What you are asked to do: Find each line in the records below that contains the string "hard" and copy those lines out.

——

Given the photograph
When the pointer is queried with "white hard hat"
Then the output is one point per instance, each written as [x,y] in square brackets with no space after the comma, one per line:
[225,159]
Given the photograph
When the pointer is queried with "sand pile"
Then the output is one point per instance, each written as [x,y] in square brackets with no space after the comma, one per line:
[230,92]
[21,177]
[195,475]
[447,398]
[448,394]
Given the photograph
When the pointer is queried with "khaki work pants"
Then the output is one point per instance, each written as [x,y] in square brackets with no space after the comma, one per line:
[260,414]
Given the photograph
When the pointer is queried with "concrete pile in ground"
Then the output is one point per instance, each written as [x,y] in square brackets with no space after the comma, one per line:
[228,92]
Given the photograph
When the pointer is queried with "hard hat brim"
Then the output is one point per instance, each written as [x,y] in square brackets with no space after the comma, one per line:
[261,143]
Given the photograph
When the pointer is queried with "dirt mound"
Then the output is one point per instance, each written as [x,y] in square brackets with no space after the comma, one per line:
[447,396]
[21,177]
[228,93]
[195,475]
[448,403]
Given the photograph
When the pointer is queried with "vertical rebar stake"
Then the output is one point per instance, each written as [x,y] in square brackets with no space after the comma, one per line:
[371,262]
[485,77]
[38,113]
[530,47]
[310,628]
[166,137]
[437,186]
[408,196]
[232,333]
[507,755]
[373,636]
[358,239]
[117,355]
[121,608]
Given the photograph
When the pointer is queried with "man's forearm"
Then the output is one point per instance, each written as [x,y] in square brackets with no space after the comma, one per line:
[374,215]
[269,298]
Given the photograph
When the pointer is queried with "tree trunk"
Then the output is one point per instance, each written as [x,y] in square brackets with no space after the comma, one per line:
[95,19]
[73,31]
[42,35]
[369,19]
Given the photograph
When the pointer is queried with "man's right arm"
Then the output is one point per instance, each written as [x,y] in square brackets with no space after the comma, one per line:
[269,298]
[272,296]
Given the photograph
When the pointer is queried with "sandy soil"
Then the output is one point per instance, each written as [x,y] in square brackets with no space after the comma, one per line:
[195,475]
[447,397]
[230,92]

——

Exercise solution:
When the pointer is queried with "white hard hat"
When the pointer is queried with "hard hat brim"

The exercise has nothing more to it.